#### INFORMATION:
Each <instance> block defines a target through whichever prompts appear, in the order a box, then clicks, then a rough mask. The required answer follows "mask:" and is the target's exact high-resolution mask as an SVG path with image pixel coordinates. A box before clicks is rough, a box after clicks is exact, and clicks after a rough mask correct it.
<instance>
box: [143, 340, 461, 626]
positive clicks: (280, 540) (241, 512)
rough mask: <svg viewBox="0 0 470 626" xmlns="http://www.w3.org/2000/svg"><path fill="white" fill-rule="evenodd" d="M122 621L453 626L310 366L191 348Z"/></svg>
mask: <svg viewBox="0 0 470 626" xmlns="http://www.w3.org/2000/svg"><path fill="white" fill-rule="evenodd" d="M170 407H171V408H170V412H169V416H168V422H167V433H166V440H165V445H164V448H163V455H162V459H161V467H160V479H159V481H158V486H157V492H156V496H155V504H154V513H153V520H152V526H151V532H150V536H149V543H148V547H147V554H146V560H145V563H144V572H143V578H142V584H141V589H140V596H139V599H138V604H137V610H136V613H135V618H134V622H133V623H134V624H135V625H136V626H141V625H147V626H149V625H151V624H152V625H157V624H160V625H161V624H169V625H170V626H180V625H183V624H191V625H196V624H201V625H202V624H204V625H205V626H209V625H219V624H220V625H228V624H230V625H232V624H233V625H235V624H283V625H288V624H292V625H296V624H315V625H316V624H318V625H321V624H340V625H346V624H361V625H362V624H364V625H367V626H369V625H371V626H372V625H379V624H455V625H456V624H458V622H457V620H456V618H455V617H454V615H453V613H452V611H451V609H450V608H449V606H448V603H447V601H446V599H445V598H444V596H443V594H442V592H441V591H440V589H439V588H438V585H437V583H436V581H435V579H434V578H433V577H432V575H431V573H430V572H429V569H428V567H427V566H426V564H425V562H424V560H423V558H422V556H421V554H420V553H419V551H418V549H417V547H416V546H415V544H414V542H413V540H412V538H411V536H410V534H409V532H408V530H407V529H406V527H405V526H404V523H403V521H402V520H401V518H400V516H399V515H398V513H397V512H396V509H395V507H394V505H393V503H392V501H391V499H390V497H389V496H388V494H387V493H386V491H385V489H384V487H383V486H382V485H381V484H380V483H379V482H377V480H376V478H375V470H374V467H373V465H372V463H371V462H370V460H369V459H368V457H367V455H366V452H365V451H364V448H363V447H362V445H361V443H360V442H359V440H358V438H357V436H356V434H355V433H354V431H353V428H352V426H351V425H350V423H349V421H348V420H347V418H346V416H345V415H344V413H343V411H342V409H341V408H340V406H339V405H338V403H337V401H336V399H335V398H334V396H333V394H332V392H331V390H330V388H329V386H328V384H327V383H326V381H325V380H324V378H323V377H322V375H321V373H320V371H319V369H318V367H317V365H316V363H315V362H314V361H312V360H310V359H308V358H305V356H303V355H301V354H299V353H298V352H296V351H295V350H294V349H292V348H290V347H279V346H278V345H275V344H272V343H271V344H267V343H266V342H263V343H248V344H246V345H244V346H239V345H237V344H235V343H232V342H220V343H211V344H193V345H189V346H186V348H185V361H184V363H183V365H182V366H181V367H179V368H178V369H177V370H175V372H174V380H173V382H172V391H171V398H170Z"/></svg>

#### PROBLEM STATEMENT:
Only a number should be returned: how many lines in the material contain "instance"?

#### SOLUTION TO THE EXERCISE:
2